■ KUTIPAN TEKS:
Dalam 10 tahun terakhir, sebelum Covid-19, ekonomi Bali rata-rata tumbuh antara 0,5 sampai 1 persen di atas rata-rata nasional. Kini pada triwulan I 2020 menurut data BI, ekonomi nasional masih tumbuh 2,97 persen, sedangkan ekonomi Bali tumbuh minus (-) 1,14 persen. Penyebabnya sudah pasti, karena sektor pariwisata terkena dampak paling parah dari COVID-19.
Berpikir tentang pariwisata ke depan, tentu tidak bisa lepas dari ciri normalitas kehidupan baru yaitu kebersihan, kesehatan dan keamanan. Sementara sebagian dari budaya Bali yang biasanya menjadi atraksi pariwisata, bertentangan dengan aspek-aspek itu.
Budaya komunal masyarakat Bali yang begitu kental, nampak jelas dalam banyak pertunjukan seni tabuh, seni tari, upacara agama dan lain sebagainya yang tidak sesuai dengan kaidah-kaidah pembatasan jarak aman antarmanusia (social distancing/physical distancing). Karena itu pula muncul pertanyaan, terutama dari kalangan pelaku bisnis: masihkah pariwisata budaya kita punya ‘’nilai jual’’?
Kalau mengacu pada UU Nomor 5 Tahun 2017 tentang Pemajuan Kebudayaan, kita akan optimis, karena sesungguhnya seni pertunjukan hanya merupakan bagian kecil dari sekian banyak komponen budaya Bali. Kita masih punya tradisi lisan, manuskrip, adat istiadat, ritus, situs, pengetahuan tradisional, teknologi tradisional, seni selain tari massal, arsitektur tradisional, bahasa, permainan rakyat, serta budaya benda dan tak benda yang lain.
Semua itu masih bisa kita gali, kembangkan dan lestarikan menjadi daya tarik wisata. Namun dengan penuh kehati-hatian, karena harus pula diakui, cukup banyak budaya kita punah karena ulah kita yang hanya fokus pada kemajuan ekonomi.
Pariwisata Ramah Lingkungan
Wakil Gubernur Bali Prof. Tjokorda Oka Artha Ardhana Sukawati (BP, 29/5) mengatakan bahwa dulu kita mengabaikan alam hanya untuk kepentingan komersial. Ke depan, sektor pariwisata dan investasi ekonomi harus ramah lingkungan.
Pernyataan itu memang harus kita apresiasi dan jadikan pedoman ke depan, sambil merenung, bahwa sesungguhnya dari dulu pernyataan serupa sulit menjadi kenyataan. Pernyataan serupa sudah lama tersurat, tetapi tidak tersirat dalam praktiknya.

■ LANGKAH YANG DIPERLUKAN:
[a] Menurut kutipan tentang pariwisata Bali, berapa pertumbuhan ekonomi Bali pada triwulan I 2020 berdasarkan data BI?
[b] Lanjutkan kutipan tentang pariwisata Bali mulai dari setelah kalimat terakhirnya.

■ MATERI YANG DISEDIAKAN:

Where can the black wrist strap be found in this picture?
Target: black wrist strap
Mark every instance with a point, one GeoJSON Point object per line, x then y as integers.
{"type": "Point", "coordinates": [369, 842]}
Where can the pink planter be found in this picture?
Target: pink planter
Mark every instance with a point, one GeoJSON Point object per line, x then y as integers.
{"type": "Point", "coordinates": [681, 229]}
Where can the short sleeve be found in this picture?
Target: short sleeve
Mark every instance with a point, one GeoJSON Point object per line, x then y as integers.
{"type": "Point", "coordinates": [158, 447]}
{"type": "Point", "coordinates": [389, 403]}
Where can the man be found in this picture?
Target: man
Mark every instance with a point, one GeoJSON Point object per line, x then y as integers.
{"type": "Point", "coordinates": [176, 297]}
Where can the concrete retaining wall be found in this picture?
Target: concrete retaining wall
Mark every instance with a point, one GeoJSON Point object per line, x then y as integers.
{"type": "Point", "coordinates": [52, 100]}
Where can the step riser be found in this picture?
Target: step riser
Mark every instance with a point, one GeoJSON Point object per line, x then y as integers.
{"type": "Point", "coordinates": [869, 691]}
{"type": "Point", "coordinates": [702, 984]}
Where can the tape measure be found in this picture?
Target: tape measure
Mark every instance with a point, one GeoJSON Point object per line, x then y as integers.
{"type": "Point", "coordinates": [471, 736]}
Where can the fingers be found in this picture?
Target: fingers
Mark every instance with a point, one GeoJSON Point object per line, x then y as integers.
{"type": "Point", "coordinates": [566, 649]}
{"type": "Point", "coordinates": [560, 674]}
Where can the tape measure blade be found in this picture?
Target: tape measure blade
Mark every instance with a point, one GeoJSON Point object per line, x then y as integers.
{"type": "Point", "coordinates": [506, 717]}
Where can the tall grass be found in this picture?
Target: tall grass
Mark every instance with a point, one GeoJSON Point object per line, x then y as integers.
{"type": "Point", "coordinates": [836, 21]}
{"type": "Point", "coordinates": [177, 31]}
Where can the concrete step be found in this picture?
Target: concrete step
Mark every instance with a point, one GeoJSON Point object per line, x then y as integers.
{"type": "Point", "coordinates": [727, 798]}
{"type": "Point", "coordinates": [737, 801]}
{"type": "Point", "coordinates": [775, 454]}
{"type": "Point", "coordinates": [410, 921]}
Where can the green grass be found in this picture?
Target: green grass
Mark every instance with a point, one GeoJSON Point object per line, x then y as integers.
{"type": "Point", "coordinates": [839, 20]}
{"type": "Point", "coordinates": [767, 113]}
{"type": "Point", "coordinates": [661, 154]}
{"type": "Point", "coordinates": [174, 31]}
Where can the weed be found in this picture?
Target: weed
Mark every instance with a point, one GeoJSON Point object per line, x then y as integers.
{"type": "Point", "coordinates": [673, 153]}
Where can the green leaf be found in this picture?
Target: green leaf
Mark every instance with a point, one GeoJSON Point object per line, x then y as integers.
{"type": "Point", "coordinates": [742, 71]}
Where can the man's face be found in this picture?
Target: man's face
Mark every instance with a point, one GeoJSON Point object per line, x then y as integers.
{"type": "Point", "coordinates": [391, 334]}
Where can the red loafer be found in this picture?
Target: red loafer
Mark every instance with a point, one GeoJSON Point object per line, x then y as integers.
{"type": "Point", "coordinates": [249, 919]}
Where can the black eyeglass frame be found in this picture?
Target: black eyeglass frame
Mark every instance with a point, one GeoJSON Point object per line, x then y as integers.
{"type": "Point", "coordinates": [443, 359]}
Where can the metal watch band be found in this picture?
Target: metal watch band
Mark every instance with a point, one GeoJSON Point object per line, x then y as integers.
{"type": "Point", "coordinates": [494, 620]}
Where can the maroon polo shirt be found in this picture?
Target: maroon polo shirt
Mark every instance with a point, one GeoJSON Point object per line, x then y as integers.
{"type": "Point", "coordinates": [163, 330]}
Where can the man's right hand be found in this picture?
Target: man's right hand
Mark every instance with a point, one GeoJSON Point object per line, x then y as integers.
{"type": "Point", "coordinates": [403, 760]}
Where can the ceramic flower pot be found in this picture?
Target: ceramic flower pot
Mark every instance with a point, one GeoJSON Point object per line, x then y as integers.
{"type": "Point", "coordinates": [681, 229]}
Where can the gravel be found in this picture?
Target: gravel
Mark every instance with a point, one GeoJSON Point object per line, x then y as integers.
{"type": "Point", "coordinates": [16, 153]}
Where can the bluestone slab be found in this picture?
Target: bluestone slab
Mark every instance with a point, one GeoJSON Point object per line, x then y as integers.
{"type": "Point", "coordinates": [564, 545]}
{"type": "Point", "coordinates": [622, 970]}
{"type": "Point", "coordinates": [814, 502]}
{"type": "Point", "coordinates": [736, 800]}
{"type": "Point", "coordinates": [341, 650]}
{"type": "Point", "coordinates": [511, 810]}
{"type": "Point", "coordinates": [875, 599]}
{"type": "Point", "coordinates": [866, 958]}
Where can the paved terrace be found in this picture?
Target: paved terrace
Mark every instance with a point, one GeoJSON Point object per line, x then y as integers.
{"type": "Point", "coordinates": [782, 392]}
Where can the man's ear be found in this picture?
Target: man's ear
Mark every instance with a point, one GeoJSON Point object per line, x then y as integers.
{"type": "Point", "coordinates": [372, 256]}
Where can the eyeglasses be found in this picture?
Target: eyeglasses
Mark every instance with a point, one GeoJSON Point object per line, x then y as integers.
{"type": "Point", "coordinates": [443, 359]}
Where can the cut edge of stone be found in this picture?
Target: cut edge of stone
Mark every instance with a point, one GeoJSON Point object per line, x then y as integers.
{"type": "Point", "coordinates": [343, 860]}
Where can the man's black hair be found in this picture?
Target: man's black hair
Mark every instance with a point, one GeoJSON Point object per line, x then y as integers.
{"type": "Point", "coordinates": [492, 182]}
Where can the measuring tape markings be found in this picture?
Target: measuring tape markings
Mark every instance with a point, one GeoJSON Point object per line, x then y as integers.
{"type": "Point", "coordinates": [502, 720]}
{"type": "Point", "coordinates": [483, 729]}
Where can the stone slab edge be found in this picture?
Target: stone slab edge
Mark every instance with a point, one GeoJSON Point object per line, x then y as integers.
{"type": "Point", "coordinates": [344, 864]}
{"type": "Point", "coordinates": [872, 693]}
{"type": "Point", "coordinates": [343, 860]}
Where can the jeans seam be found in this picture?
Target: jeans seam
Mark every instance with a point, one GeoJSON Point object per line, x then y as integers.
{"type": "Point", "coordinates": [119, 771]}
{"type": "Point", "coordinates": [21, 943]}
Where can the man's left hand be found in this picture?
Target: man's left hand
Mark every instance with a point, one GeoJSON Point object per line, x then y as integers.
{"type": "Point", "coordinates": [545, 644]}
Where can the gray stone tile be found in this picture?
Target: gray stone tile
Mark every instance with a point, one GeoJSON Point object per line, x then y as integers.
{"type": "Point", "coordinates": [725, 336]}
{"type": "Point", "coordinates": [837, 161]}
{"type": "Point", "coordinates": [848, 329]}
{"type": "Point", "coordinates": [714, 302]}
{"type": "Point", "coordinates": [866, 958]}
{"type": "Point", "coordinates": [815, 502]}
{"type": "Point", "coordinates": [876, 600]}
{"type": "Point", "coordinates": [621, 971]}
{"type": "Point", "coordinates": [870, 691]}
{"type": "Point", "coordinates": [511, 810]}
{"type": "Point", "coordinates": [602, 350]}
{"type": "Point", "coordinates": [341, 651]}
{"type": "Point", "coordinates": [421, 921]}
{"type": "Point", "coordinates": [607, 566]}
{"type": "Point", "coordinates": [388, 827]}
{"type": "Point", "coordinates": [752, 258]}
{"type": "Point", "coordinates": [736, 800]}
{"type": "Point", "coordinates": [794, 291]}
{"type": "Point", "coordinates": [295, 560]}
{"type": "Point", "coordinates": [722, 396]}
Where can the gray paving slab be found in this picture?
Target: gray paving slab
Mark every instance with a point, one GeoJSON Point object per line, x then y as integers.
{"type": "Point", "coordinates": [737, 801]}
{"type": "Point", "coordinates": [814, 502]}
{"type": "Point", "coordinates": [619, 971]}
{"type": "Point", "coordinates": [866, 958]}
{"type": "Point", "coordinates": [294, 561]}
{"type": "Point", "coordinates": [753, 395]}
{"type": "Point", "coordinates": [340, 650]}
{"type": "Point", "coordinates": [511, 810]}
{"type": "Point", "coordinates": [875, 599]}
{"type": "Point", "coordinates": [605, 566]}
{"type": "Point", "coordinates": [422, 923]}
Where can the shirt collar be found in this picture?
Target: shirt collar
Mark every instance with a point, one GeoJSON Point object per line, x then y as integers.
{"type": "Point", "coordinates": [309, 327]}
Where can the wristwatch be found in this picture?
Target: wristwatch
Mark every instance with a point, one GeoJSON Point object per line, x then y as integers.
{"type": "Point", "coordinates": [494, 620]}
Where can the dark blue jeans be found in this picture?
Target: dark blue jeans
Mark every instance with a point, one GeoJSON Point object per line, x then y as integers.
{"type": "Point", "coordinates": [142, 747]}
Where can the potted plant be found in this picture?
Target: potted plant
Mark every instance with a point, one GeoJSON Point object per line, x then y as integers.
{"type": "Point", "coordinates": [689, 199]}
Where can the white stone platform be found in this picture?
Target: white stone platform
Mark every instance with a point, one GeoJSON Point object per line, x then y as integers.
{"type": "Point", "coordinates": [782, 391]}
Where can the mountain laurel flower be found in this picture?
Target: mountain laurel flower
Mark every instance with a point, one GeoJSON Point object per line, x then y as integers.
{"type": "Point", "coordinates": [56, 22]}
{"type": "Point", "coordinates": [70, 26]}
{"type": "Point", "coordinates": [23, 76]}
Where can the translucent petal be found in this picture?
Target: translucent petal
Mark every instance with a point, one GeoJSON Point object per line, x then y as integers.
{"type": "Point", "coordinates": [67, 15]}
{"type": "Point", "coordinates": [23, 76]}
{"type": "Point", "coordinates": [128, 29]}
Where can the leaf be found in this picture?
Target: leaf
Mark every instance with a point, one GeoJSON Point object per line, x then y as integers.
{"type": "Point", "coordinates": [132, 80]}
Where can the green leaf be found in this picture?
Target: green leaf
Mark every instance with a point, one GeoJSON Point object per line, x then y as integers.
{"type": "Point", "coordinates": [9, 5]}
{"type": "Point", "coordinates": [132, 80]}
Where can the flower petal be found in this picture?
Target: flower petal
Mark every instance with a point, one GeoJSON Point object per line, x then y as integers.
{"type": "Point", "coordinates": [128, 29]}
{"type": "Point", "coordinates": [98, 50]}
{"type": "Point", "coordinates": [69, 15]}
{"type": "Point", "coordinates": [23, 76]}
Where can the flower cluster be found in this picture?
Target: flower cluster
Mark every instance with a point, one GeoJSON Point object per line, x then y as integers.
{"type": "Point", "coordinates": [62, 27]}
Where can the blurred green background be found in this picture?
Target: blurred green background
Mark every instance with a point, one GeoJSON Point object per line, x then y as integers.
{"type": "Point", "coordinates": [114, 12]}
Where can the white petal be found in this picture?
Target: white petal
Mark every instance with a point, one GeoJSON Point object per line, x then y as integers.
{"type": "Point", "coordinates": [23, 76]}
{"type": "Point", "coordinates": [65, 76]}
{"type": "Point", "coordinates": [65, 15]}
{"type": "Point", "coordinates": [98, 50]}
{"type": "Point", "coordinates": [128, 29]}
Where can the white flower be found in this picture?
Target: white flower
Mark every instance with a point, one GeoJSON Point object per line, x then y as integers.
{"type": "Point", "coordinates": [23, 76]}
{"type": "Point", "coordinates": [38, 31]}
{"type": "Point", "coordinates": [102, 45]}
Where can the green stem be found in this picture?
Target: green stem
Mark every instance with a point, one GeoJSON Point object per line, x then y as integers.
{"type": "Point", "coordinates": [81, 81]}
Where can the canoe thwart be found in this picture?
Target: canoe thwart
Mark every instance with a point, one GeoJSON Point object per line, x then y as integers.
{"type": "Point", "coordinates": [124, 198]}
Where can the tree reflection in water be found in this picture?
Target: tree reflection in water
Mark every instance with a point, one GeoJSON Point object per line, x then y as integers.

■ HASIL:
[a] Ekonomi Bali tumbuh minus (-) 1,14 persen.

[b]
Filosofi Tri Hita Karana yang merupakan warisan nenek moyang kita, sebetulnya sejak tahun 1969 telah tersurat, tetapi tidak tersirat sebagai landasan pembangunan Bali. Sejak tahun 2000 telah digunakan mensertifikasi akomodasi pariwisata dengan sebutan Tri Hita Karana Award (THK Award), tetapi yang namanya ramah lingkungan dalam pariwisata, yang oleh filosofi Tri Hita Karana disebut palemahan, rasanya masih jauh panggang dari apinya.
Kalau mindset kita tidak pernah berubah, mungkin saja THK Award nanti bisa diperoleh oleh hotel yang dibangun di atas tanah reklamasi Pelabuhan Benoa. Terkait dengan wacana bisnis ramah lingkungan, John Elkington (1994) di tingkat global telah memperkenalkan etika bisnis yang selaras dengan Tri Hita Karana.
Mereka menyebutnya Triple Bottom Line yang terdiri atas Profit, People, Planet (3P). Sejak saat itu, dunia usaha di tingkat global memiliki konvensi atau kesepakatan: silakan mencari keuntungan (profit) dengan perhatian yang seimbang terhadap kemanusiaan (people/pawongan) dan lingkungan alam (planet/palemahan).
Konsumen pun di tingkat global sudah mulai dapat menghargai langkah itu. Artinya, kalau di sektor pariwisata konsumen yang disebut wisatawan, akan berani membayar lebih mahal pada akomodasi ataupun objek wisata yang ramah orang dan lingkungan.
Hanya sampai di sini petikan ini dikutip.